** Opening Excerpted records block **
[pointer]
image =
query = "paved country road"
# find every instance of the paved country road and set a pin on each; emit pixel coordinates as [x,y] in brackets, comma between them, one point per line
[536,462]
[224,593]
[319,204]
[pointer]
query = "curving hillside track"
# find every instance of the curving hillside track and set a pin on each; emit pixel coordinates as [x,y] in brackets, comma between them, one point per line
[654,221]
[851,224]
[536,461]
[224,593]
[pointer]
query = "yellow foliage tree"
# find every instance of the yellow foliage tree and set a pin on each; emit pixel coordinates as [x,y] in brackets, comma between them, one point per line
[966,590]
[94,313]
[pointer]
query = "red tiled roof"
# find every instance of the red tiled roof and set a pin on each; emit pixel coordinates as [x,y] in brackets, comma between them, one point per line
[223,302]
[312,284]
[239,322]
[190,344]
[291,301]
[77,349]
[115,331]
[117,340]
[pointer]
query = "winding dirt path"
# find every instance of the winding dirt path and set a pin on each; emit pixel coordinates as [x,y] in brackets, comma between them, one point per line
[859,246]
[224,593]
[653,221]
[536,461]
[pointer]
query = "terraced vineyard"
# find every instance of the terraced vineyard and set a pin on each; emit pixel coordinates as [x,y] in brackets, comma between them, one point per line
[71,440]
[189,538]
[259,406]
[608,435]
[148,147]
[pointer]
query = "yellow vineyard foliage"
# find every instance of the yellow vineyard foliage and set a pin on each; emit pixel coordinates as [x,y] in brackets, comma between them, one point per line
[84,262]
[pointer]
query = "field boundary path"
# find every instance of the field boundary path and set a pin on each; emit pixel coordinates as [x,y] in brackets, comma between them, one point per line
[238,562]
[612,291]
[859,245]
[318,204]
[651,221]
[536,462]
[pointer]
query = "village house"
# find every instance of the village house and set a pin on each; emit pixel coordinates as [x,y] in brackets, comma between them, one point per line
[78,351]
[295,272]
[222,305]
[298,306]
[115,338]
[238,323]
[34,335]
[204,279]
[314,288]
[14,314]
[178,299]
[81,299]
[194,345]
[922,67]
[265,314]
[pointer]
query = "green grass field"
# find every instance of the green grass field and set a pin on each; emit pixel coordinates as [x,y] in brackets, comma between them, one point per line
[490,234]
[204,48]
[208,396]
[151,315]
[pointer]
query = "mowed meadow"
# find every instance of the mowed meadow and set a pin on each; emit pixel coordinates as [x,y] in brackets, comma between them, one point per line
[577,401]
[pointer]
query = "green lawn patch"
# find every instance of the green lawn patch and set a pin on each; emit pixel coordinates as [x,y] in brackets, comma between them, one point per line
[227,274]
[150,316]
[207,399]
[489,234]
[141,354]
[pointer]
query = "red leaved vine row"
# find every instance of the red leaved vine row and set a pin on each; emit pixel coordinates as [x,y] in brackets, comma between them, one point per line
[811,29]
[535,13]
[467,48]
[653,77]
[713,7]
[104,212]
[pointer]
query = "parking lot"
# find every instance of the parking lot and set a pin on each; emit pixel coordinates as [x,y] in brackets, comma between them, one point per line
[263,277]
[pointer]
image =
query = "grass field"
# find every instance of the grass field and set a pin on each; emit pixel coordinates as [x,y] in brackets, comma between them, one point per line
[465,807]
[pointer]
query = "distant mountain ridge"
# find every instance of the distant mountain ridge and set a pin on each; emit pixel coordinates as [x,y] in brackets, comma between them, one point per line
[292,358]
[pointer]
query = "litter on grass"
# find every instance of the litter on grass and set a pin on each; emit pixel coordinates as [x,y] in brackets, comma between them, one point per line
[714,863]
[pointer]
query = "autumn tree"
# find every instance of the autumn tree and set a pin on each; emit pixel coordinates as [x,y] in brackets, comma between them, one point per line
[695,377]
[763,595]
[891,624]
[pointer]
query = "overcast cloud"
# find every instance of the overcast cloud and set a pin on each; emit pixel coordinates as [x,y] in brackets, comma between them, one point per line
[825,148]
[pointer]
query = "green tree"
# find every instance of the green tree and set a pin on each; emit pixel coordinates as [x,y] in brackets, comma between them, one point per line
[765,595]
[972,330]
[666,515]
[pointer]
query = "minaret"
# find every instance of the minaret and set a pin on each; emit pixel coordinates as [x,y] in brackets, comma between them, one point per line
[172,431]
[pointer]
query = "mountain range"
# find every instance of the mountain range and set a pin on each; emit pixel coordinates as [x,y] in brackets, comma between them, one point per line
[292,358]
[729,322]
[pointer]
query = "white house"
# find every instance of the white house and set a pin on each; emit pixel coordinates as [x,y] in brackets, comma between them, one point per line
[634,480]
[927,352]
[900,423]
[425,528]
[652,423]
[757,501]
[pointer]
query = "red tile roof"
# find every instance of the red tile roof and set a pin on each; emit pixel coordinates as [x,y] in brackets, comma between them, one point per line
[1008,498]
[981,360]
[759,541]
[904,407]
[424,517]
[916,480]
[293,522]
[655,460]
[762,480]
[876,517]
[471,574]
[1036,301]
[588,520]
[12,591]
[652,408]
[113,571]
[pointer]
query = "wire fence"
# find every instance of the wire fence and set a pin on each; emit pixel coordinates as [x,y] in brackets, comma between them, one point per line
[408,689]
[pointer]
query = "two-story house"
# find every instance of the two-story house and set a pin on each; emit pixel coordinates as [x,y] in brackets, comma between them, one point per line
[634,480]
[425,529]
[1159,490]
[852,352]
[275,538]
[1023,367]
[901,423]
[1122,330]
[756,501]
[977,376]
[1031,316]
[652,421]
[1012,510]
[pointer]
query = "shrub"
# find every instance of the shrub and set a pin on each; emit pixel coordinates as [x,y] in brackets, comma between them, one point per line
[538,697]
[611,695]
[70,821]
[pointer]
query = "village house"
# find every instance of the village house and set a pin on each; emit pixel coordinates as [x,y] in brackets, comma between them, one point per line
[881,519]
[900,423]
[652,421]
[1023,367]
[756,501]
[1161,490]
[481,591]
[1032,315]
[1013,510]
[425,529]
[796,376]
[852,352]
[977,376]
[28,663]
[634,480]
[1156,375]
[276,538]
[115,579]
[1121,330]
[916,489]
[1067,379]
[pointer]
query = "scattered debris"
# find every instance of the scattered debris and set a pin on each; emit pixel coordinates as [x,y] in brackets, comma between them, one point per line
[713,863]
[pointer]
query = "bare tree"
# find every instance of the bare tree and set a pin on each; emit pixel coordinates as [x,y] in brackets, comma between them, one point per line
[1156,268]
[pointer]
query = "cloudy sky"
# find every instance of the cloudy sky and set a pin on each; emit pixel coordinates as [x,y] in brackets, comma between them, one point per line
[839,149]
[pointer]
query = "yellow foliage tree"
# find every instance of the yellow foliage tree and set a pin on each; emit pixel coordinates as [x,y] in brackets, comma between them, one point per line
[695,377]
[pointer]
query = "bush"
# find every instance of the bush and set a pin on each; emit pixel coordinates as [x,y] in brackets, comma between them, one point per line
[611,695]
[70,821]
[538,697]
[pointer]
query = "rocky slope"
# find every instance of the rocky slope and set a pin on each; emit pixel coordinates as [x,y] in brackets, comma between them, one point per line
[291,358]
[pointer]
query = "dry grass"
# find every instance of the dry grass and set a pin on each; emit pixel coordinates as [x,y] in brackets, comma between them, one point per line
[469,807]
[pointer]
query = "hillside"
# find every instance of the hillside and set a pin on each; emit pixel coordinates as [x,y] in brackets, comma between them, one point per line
** Closing Excerpted records block **
Assignment: Line by line, please reproduce the records exactly.

Solution:
[pointer]
image =
query = "paved country road"
# find every instance of the paved country road and set a pin on each; emit pixel coordinates as [x,y] in brackets, comma between them, one point per line
[536,462]
[224,593]
[319,204]
[pointer]
query = "curving hillside track"
# find every instance of the curving hillside track and set a pin on each; emit pixel coordinates as [x,y] in brackets, comma between them, one point per line
[654,221]
[851,224]
[536,461]
[224,593]
[pointer]
query = "yellow foliage tree"
# find every instance of the yellow foliage tree and set a pin on each; emit pixel coordinates as [x,y] in brackets, comma between them, one point per line
[966,590]
[94,313]
[pointer]
query = "red tiled roof"
# find every instance of the red tiled roof and set a pin on each; emit pixel coordinates as [x,y] in brackets, comma between them, one point per line
[223,302]
[312,284]
[239,322]
[190,344]
[291,301]
[77,349]
[115,331]
[117,340]
[pointer]
query = "winding dirt path"
# find every instance of the winding dirt path and set a pin on each; emit pixel coordinates as [x,y] in brackets, comma between them, one point per line
[859,246]
[224,593]
[653,221]
[536,461]
[pointer]
query = "terraced vineyard"
# find every instance of the terraced vineyard and set a pin on each; emit pixel coordinates as [x,y] in brackets, comma between them, one point per line
[71,440]
[189,538]
[259,406]
[608,435]
[148,147]
[pointer]
query = "yellow vineyard foliage"
# find every instance of the yellow vineyard foliage and set a pin on each; emit pixel coordinates as [x,y] in brackets, comma between them, one point per line
[84,262]
[pointer]
query = "field boundary path"
# find every instance of the field boundary path and set a pin on each; emit pixel coordinates as [x,y] in brackets, comma between them, one point per line
[238,562]
[612,291]
[859,245]
[318,204]
[651,221]
[536,462]
[pointer]
query = "village house"
# find every instance of the village house and set a pin on each; emit pixel coordinates as [x,y] in brackets, comma between them, one point per line
[78,351]
[295,272]
[222,305]
[298,306]
[115,338]
[238,323]
[34,335]
[204,279]
[314,288]
[14,314]
[178,299]
[81,299]
[194,345]
[922,67]
[265,314]
[pointer]
query = "green grass field"
# find every instance of the green grass field and set a pin on each; emit pixel coordinates as [x,y] in brackets, comma between them, one point per line
[490,234]
[204,48]
[208,396]
[151,315]
[pointer]
query = "mowed meadow"
# find every instance of the mowed meadow and set a pin on each; emit pixel coordinates as [x,y] in brackets, comma between them, one point per line
[577,401]
[pointer]
query = "green lawn patch"
# find every instance of the green lawn patch and set a pin on each; emit pixel coordinates as [x,y] in brackets, comma between them, one point per line
[227,274]
[150,316]
[207,399]
[489,234]
[141,354]
[pointer]
query = "red leaved vine row"
# find every instance of the red leaved vine row and set a pin on each; emit pixel coordinates as [x,y] in brackets, comma between them, one point per line
[811,29]
[535,13]
[467,48]
[653,77]
[713,7]
[104,212]
[pointer]
query = "parking lot"
# find every instance of the parking lot and set a pin on each; emit pixel coordinates as [x,y] in brackets, comma between them, one point per line
[263,277]
[pointer]
image =
query = "grass field"
# find every instance of the grass field and set a pin on each; emit pixel coordinates as [x,y] in brackets, comma between them, one point per line
[465,807]
[pointer]
query = "distant mountain ridge"
# find every instance of the distant mountain ridge and set a pin on each; emit pixel coordinates as [x,y] in brackets, comma between them, one point per line
[292,358]
[pointer]
query = "litter on grass"
# find every instance of the litter on grass and set a pin on each; emit pixel coordinates as [x,y] in brackets, comma between them, one point per line
[714,863]
[pointer]
query = "autumn tree"
# find every instance of the autumn tree and set a pin on each; emit pixel coordinates as [x,y] in brackets, comma between them, one point per line
[695,377]
[763,595]
[891,624]
[pointer]
query = "overcast cloud"
# find every instance of the overcast cloud and set a pin on each; emit pixel coordinates as [x,y] in brackets, comma between them, one point per line
[825,148]
[pointer]
query = "green tree"
# find every instance of the green tree and set a pin on each; emit pixel coordinates as [x,y] in brackets, comma between them, one point per line
[765,595]
[972,330]
[666,515]
[pointer]
query = "minaret"
# find every instance of the minaret and set a pin on each; emit pixel coordinates as [x,y] in brackets, comma between them, one point per line
[172,431]
[pointer]
query = "mountain range"
# find every instance of the mountain range and set a pin on each; emit pixel coordinates as [x,y] in brackets, comma between them, one point per line
[292,358]
[729,322]
[pointer]
query = "white house"
# find every instance of the white house and set a pin on each; emit pixel coordinates as [x,y] in brackets, comma between them, one point per line
[634,480]
[927,352]
[900,423]
[425,528]
[652,423]
[757,501]
[pointer]
query = "red tile roof"
# find every instance of the red tile roof and set a pin on each; emit pixel coordinates as [x,y] in brackets, comma between them, one point per line
[1008,498]
[981,360]
[759,541]
[904,407]
[424,517]
[916,480]
[293,522]
[655,460]
[762,480]
[876,517]
[471,574]
[1036,301]
[588,520]
[12,591]
[652,408]
[113,571]
[pointer]
query = "wire fence"
# find every instance of the wire fence and set a pin on each; emit pixel coordinates as [x,y] in brackets, comma between them, one point per line
[408,689]
[pointer]
query = "two-story house"
# find every instance of the two-story house and set a pin on each; emit pixel coordinates as [x,y] in brackets, comma between them, one point per line
[634,480]
[425,529]
[1159,490]
[852,352]
[275,538]
[1023,367]
[901,423]
[1122,330]
[756,501]
[977,376]
[1031,316]
[652,421]
[1012,510]
[pointer]
query = "shrub"
# find every instance of the shrub and set a pin on each; emit pixel coordinates as [x,y] in brackets, comma between them, one point per line
[538,697]
[611,695]
[70,821]
[pointer]
query = "village house"
# find every instance of the village house and set a pin on each; emit pixel coordinates as [x,y] in brackets, comma between them, one point per line
[881,519]
[900,423]
[652,421]
[1023,367]
[756,501]
[1161,490]
[481,591]
[1032,315]
[1013,510]
[425,529]
[796,376]
[852,352]
[977,376]
[28,663]
[634,480]
[1156,375]
[276,538]
[115,579]
[1121,330]
[916,489]
[1067,379]
[pointer]
query = "scattered debris"
# find every instance of the scattered debris and set a pin on each; emit pixel coordinates as [x,y] in brackets, comma between them, one point per line
[713,863]
[pointer]
query = "bare tree"
# find every instance of the bare tree and set a pin on each; emit pixel coordinates as [x,y] in brackets, comma between them, one point per line
[1156,268]
[pointer]
query = "cloudy sky"
# find every instance of the cloudy sky and set a pin on each; emit pixel coordinates as [x,y] in brackets, comma between them, one point per line
[839,149]
[pointer]
query = "yellow foliage tree"
# find every instance of the yellow foliage tree and set a pin on each; emit pixel coordinates as [x,y] in brackets, comma between them, one point per line
[695,377]
[pointer]
query = "bush"
# find every instance of the bush and set a pin on each; emit pixel coordinates as [x,y] in brackets, comma between them, one point per line
[611,695]
[70,821]
[538,697]
[pointer]
query = "rocky slope"
# find every instance of the rocky slope and set a pin on each; emit pixel coordinates as [x,y] in brackets, comma between them, one point per line
[291,358]
[pointer]
query = "dry grass"
# find every instance of the dry grass and set a pin on each; emit pixel coordinates as [x,y] in brackets, comma between them, one point per line
[469,807]
[pointer]
query = "hillside"
# find every instance of the hillside and set a pin on each; emit pixel coordinates as [x,y] in brackets, comma between them, one point per line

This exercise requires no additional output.